_Exercise details_:
Repeat the whole listing exactly as written.

_Records supplied_:
--- START ---
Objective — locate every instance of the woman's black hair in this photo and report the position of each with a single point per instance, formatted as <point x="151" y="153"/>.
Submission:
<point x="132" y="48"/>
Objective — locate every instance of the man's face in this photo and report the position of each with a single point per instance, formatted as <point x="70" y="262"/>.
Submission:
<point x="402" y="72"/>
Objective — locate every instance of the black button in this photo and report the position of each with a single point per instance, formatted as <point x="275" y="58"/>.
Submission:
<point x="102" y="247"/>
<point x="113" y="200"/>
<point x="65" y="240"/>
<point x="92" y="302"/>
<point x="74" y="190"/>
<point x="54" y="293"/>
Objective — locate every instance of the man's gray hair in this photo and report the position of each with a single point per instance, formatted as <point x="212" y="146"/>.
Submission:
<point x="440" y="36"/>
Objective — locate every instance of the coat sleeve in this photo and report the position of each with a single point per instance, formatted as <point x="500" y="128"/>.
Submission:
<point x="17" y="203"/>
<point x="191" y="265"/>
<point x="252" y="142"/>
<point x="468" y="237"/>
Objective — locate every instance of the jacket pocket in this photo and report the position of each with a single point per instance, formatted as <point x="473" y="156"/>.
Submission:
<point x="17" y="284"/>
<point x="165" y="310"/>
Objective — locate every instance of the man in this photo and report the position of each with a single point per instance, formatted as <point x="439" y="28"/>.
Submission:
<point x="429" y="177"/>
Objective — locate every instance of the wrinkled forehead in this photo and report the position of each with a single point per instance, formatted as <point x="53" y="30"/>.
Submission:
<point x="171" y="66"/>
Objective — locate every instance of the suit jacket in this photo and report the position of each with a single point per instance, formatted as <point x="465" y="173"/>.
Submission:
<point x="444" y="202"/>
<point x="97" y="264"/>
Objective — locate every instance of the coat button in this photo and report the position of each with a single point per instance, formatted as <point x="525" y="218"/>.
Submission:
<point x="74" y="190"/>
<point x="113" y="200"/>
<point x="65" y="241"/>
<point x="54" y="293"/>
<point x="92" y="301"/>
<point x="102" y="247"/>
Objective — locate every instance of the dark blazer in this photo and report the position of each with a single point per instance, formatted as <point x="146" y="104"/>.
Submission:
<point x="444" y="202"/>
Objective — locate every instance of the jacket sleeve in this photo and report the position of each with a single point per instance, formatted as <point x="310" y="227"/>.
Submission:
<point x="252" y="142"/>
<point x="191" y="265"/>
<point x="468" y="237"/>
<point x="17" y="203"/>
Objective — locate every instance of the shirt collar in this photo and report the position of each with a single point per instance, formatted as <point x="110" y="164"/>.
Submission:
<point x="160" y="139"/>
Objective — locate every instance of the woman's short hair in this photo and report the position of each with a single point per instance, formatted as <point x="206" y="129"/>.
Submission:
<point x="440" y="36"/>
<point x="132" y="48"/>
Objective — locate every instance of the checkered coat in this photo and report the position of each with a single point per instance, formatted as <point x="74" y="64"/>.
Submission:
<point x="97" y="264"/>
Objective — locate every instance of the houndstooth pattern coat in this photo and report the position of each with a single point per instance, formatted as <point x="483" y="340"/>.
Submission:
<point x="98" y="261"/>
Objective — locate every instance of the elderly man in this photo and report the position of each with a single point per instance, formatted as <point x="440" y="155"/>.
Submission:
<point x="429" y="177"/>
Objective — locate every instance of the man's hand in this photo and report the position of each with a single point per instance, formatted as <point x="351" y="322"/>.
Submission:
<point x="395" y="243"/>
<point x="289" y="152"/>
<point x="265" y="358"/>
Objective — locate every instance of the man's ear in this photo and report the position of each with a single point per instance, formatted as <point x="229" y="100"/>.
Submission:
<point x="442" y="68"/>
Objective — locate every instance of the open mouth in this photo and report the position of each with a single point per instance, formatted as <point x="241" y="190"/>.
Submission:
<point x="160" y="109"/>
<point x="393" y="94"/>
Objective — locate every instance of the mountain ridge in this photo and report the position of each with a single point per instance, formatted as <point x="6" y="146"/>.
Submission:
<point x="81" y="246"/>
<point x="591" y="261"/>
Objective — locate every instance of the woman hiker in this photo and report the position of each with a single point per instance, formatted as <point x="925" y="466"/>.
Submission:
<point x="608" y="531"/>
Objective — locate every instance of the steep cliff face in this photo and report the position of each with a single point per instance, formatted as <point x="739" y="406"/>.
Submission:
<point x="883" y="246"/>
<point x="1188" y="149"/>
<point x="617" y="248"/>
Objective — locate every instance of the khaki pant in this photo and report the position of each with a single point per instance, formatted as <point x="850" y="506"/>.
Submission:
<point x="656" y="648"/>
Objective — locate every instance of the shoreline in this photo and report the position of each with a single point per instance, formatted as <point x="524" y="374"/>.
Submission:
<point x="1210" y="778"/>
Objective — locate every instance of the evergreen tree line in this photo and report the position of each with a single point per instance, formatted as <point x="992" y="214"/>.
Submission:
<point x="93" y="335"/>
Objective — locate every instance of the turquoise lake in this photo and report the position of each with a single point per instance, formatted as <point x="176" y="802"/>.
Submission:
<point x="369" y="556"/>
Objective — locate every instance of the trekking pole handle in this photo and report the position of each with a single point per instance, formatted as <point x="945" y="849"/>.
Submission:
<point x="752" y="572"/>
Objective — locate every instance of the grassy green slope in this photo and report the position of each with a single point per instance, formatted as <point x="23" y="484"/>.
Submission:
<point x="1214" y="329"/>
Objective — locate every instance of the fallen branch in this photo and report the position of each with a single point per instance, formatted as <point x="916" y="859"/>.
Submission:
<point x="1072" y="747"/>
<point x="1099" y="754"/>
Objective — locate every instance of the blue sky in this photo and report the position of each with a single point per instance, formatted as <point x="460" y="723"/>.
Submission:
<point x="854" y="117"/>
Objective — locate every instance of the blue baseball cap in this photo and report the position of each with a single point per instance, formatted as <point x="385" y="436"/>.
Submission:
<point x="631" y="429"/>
--- END ---
_Task answer_:
Objective — locate every instance of the woman's black hair in this photo and report the position of each with a single point per instance, formatted as <point x="151" y="153"/>.
Submission:
<point x="132" y="48"/>
Objective — locate every instance of the man's face in this photo and report the position of each with a single point per instance, formatted as <point x="70" y="262"/>.
Submission:
<point x="402" y="72"/>
Objective — locate every instance of the black button in this photo and report the position of each with a single point per instance, formatted as <point x="275" y="58"/>.
Submission:
<point x="102" y="247"/>
<point x="113" y="200"/>
<point x="65" y="240"/>
<point x="92" y="302"/>
<point x="74" y="190"/>
<point x="54" y="293"/>
Objective — locate every instance of the man's gray hair in this photo and report the position of each with a single point per instance, formatted as <point x="212" y="146"/>.
Submission:
<point x="440" y="36"/>
Objective — locate every instance of the coat sleeve in this photo and report the position of each with a single point per instance, formatted as <point x="500" y="128"/>.
Submission:
<point x="17" y="203"/>
<point x="191" y="265"/>
<point x="252" y="142"/>
<point x="468" y="237"/>
Objective — locate every instance of the jacket pocket in this photo and report the position of each with a single point per instance, formatted as <point x="473" y="156"/>.
Submission:
<point x="17" y="284"/>
<point x="165" y="310"/>
Objective — locate every instance of the man in this photo and report the position of each with a single point per instance, formatted as <point x="439" y="28"/>.
Submission:
<point x="429" y="177"/>
Objective — locate every instance of the wrinkled forehead in this photo and report the position of each with a single point per instance, formatted as <point x="53" y="30"/>.
Submission:
<point x="171" y="66"/>
Objective — locate every instance of the suit jacket in this photo and report the position of each with a single point per instance, formatted as <point x="465" y="173"/>.
Submission:
<point x="444" y="202"/>
<point x="97" y="264"/>
Objective — locate every instance of the coat button in this photo and report the position of each with a single point per instance, formatted as <point x="525" y="218"/>.
Submission:
<point x="74" y="190"/>
<point x="113" y="200"/>
<point x="65" y="241"/>
<point x="54" y="293"/>
<point x="92" y="301"/>
<point x="102" y="247"/>
Objective — locate every instance of the dark blazer in this photo and report the position of each with a single point per instance, formatted as <point x="146" y="104"/>.
Submission:
<point x="444" y="202"/>
Objective — locate every instance of the jacket sleeve in this photo and report the position of each with a single point per instance, formatted as <point x="310" y="227"/>.
Submission:
<point x="252" y="142"/>
<point x="191" y="265"/>
<point x="468" y="237"/>
<point x="17" y="203"/>
Objective — locate every instance of the shirt collar in this photo and report the position of each with a single point per instance, formatted as <point x="110" y="164"/>.
Submission:
<point x="160" y="139"/>
Objective — locate every instance of the woman's short hair in this photo and report the position of each with a single point per instance, formatted as <point x="206" y="129"/>.
Submission:
<point x="440" y="36"/>
<point x="132" y="48"/>
Objective — locate every instance of the checkered coat in this photo and report the position of each with a single point per instance, formatted as <point x="74" y="64"/>.
Submission:
<point x="97" y="264"/>
Objective — locate every instance of the houndstooth pattern coat in this photo and report the position of each with a single point per instance, formatted as <point x="483" y="340"/>.
Submission:
<point x="98" y="261"/>
Objective — locate every instance of the elderly man in this photo and report the position of each with a single point per instance, formatted as <point x="440" y="155"/>.
Submission:
<point x="429" y="177"/>
Objective — locate every instance of the man's hand in this photo and report the position of each with a single point per instance, formatted as <point x="351" y="322"/>.
Submission:
<point x="395" y="243"/>
<point x="289" y="152"/>
<point x="265" y="358"/>
Objective — locate every instance of the man's ear in this photo and report the position of each with a single point per instance, formatted as <point x="229" y="100"/>.
Submission:
<point x="442" y="68"/>
Objective — locate every instance of the open mouth in this photo and report the position of each with a single point per instance, formatted as <point x="241" y="190"/>.
Submission:
<point x="160" y="109"/>
<point x="393" y="94"/>
Objective — locate every instance of the mountain ridge in this photo and report the position of each with a single point per instance, formatted as <point x="6" y="146"/>.
Submission:
<point x="81" y="246"/>
<point x="591" y="261"/>
Objective — locate every instance of the woman hiker in this photo and report the position of each with a single point per instance, formatted as <point x="925" y="466"/>.
Submission:
<point x="608" y="531"/>
Objective — locate every instance of the steep cliff face in this photo and report the position of each with a single point per instance, formatted as <point x="739" y="406"/>.
Submission:
<point x="883" y="246"/>
<point x="1188" y="149"/>
<point x="617" y="248"/>
Objective — locate every instance of the khaki pant in this photo and report the position of each with a single point per instance, formatted as <point x="850" y="506"/>.
Submission:
<point x="656" y="648"/>
Objective — locate every instance of the shoreline in this photo and report the position of each with a single point per instance, formatted as <point x="524" y="374"/>.
Submission:
<point x="1210" y="778"/>
Objective — locate every instance of the evergreen tree line in this photo and report the position of each with a single point per instance, formatted as <point x="992" y="214"/>.
Submission:
<point x="93" y="335"/>
Objective — locate every instance of the turquoise lake in this photo and report the position of each with a single point per instance, formatted as <point x="176" y="802"/>.
Submission:
<point x="369" y="556"/>
Objective — locate every instance of the trekking pole handle in this photo and report the position of each with a single point per instance, formatted as <point x="945" y="849"/>.
Submission:
<point x="752" y="572"/>
Objective — locate every instance of the grassy green slope in this photo and report the position of each with a single point per instance, formatted as <point x="23" y="484"/>.
Submission:
<point x="1214" y="329"/>
Objective — locate every instance of the fallen branch in this photo and report the position of each with a single point per instance, formatted as <point x="916" y="859"/>.
Submission:
<point x="1072" y="747"/>
<point x="1099" y="754"/>
Objective — locate every instance of the blue sky in this photo and report the position of each with a single point per instance, formatted as <point x="460" y="723"/>.
Submission:
<point x="854" y="117"/>
Objective — locate every instance of the blue baseball cap in this photo and report the position of each with a single point per instance, formatted as <point x="385" y="436"/>.
Submission:
<point x="631" y="429"/>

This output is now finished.